Consignes:
A – Les affirmations suivantes sont-elles conformes au texte sur la fertilité ? (i) Chez la femme, la fertilité est maximale autour de 20 ans. (ii) Chez l’homme, la fertilité diminue plus vite que chez la femme. (iii) L’endométriose fait partie des causes communes à l’homme et à la femme. Répondez par oui ou non à chacune, en citant exactement les mots du texte qui tranchent.
B – Recopiez mot pour mot le passage du texte sur la fertilité qui va de « Je commencerai par » à « partir de 37 ans. ».
C – Rédigez la suite du texte sur la fertilité, à partir de sa dernière phrase.

Texte à lire:
Je commencerai par la dernière partie de la question, en ce sens que l’âge est un facteur déterminant de la fertilité. En effet la fertilité baisse avec l’âge chez l’homme comme chez la femme.
Il est généralement admis que chez la femme, la fertilité est maximale autour de 20 ans et commence à diminuer à partir de 37 ans.
Chez l’homme la fertilité est maximale à 34 ans et dimunie naturellement avec l’âge, mais de façon plus lente que chez la femme.
L’autre effet de l’âge sur la fertilité est lié au fait que plus on avance en âge, plus on est prédisposé à certaines maladies chroniques qui jouent sur la fertilité de façon directe ou indirecte du fait des effets secondaires des médicaments utilisés pour leur traitement.
En résumé la tranche d’âge est plus facile à déterminer chez la femme, car elle naît avec un stock folliculaire bien déterminé en nombre de follicules (dans lesquels se trouvent les ovocytes qui représentent les grains de la semence féminine), on admet qu’à partir de 37 ans, les chances de procréer qui sont de 30% par cycle chez les femmes plus jeunes passe à 20%, donc les femmes les plus touchées se retrouvent dans la tranche des plus de 37 ans. Chez l’homme le pic de fertilité se situe aux alentours de 34 ans, et il faudrait donc comprendre qu’à partir de cet âge la fertilité diminue de façon plus lente que chez la femme.
Pour le reste des causes, nous pouvons les regrouper en trois catégories : Les causes communes à l’homme et à la femme : elles comprennent :
- les infections du tractus génital
- les traumatismes
- les incidents lors des interventions chirurgicales au niveau de l’abdomen ou du pelvis (ventre et bas ventre)
- les malformations congénitales.
- Certains médicaments
- Les pathologies hormonales en lien surtout avec les cas d’insuffisance d’hormones féminines ou masculines.
- Les facteurs liés à l’environnement notamment l’exposition aux polluants et aux toxines
- le mode de vie y compris les habitudes alimentaires comme le tabagisme, la consommation excessive d’alcool, les aliments responsables d’obésité.
les causes spécifiques à la femme sont entre autres :
- les maladies de l’ovaire, les grossesses extra-utérines;
- les fausses couches à répétition et
- l’endométriose qui est causée par la greffe et le développement du tissu tapissant la cavité de l’utérus (endomètre) dans un autre organe (trompes, ovaire cavité pelvienne etc.)

Lignes fournies:
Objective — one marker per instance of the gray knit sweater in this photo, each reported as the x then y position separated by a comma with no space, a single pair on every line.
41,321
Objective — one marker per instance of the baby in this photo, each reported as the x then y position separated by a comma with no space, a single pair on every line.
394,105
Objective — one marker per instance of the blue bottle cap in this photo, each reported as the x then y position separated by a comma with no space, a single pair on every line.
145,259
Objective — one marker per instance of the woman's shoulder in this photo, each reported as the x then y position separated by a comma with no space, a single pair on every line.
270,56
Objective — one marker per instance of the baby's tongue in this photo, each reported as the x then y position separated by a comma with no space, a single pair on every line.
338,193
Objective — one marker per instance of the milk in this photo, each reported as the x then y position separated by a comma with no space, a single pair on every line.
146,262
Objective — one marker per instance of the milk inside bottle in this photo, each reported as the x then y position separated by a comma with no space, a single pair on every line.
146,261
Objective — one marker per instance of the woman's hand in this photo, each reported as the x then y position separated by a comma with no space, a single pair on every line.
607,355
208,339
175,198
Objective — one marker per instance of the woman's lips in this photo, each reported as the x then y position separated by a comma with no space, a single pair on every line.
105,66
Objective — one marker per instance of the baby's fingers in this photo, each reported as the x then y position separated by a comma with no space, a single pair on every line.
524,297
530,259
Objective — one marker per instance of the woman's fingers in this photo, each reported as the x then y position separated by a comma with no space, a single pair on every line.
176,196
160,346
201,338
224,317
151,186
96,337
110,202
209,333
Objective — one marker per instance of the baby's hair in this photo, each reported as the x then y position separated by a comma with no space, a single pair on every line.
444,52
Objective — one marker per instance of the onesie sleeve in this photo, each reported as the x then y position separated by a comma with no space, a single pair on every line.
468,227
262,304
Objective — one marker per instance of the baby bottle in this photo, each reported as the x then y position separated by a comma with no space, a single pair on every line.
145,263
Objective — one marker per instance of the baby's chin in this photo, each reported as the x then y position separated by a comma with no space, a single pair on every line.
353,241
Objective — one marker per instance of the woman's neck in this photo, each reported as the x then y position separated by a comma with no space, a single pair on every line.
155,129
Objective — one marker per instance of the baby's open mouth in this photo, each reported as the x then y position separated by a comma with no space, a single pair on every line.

Réponses:
A –
(i) Oui : « chez la femme, la fertilité est maximale autour de 20 ans ».
(ii) Non : « la fertilité diminue de façon plus lente que chez la femme ».
(iii) Non : l’endométriose figure parmi « les causes spécifiques à la femme ».

B –
Je commencerai par la dernière partie de la question, en ce sens que l’âge est un facteur déterminant de la fertilité. En effet la fertilité baisse avec l’âge chez l’homme comme chez la femme.
Il est généralement admis que chez la femme, la fertilité est maximale autour de 20 ans et commence à diminuer à partir de 37 ans.

C –
Pour l’homme nous pouvons retenir :
- Une obstruction des voies de transit du liquide séminal et des spermatozoïdes en lien avec une lésion ou une infection.
- Une incapacité des testicules à produire des spermatozoïdes, par exemple en raison de varicocèles ou de traitements médicaux qui altèrent les cellules productrices de spermatozoïdes (comme la chimiothérapie utilisée dans le cadre d’un traitement anti cancéreux).
- Une anomalie de la fonction des spermatozoïdes et de leur qualité.
Aconews: L’infertilité est-elle guérissable ?
La réponse est OUI, si on s’en tient à sa définition susmentionnée. Bien sûr les chances de guérison dépendent de plusieurs paramètres dont l’âge du couple, le type d’infertilité et la qualité de la prise en charge.
Aconews: Quels conseils pouvez-vous donner aux personnes souffrant d’infertilité ?
C’est d’abord de consulter un professionnel de santé pour avoir la confirmation ou l’infirmation du statut de couple infertile et espérer le cas échéant une meilleure prise en charge. Ensuite, c’est la nécessité d’adopter une bonne hygiène de vie en évitant les différentes addictions : alcool, tabac, drogue. Enfin se convaincre que la prise en charge est assez souvent couteuse et de longue durée et le résultat escompté n’est pas toujours obtenu. Dans certains cas on pourrait même suggérer l’adoption d’un enfant.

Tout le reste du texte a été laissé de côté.